__Text extract__
SAA 2019 recap | Session 204: Demystifying the Digital: Providing User Access to Born-Digital Records in Varying Contexts

by Steven Gentry


Introduction

Session 204 addressed how three dissimilar institutions—North Carolina State University (NCSU), the Wisconsin Historical Society (WHS), and the Canadian Centre for Architecture (CCA)—are connecting their patrons with born-digital archival content. The panelists consisted of Emily Higgs (NCSU Libraries Fellow, North Carolina State University), Hannah Wang (Electronic Records & Digital Preservation Archivist, Wisconsin Historical Society), and Stefana Breitwieser (Digital Archivist, Canadian Centre for Architecture). In addition, Kelly Stewart (Director of Archival and Digital Preservation Services, Artefactual Systems) briefly spoke about the development of SCOPE, the tool featured in Breitwieser’s presentation.

Note: The content of this recap has been paraphrased from the panelists’ presentations and all quoted content is drawn directly from the panelists’ presentations.

__To be done__
[1] Could you reproduce the part of the session recap starting with "Introduction" and going on through "in Breitwieser’s presentation."?
[2] Answer these about the session recap:
(a) Who wrote it?
(b) What job title does Hannah Wang hold?
(c) In whose presentation was SCOPE featured?

__Collected material__

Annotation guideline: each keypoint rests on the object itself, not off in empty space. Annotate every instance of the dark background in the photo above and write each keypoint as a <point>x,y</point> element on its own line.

__Task-by-task answers__
[1]
Introduction

Session 204 addressed how three dissimilar institutions—North Carolina State University (NCSU), the Wisconsin Historical Society (WHS), and the Canadian Centre for Architecture (CCA)—are connecting their patrons with born-digital archival content. The panelists consisted of Emily Higgs (NCSU Libraries Fellow, North Carolina State University), Hannah Wang (Electronic Records & Digital Preservation Archivist, Wisconsin Historical Society), and Stefana Breitwieser (Digital Archivist, Canadian Centre for Architecture). In addition, Kelly Stewart (Director of Archival and Digital Preservation Services, Artefactual Systems) briefly spoke about the development of SCOPE, the tool featured in Breitwieser’s presentation.

[2]
(a) Steven Gentry
(b) Electronic Records & Digital Preservation Archivist
(c) Stefana Breitwieser's